■ STATED PROBLEM ■
Count the lines below that contain the string "dark", and reply with that number only.

■ DATA TO PROCESS ■

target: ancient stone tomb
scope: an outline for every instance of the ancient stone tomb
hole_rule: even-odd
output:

--

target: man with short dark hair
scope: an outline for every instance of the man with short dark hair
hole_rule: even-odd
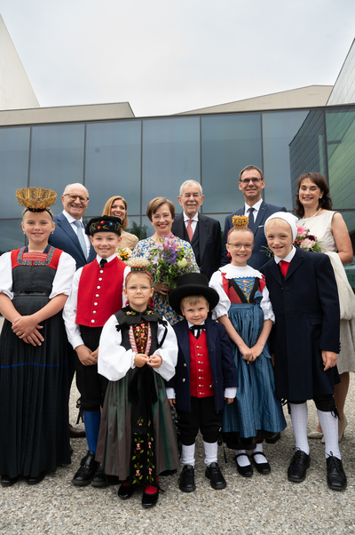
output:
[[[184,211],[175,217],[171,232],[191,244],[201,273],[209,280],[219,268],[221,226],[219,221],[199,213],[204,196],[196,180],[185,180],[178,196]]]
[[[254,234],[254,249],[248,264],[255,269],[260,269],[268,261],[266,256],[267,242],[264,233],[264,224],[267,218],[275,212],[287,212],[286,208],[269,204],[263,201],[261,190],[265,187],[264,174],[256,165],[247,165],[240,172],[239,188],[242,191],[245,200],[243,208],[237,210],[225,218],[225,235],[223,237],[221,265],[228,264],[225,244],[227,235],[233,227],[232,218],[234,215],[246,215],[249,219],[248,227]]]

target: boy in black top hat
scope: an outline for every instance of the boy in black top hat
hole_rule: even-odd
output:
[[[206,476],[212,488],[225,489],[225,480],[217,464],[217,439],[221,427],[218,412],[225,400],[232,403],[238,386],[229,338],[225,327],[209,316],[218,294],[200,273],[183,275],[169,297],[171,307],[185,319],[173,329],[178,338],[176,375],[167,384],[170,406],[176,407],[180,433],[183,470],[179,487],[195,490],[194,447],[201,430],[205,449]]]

■ RIGHT ANSWER ■
2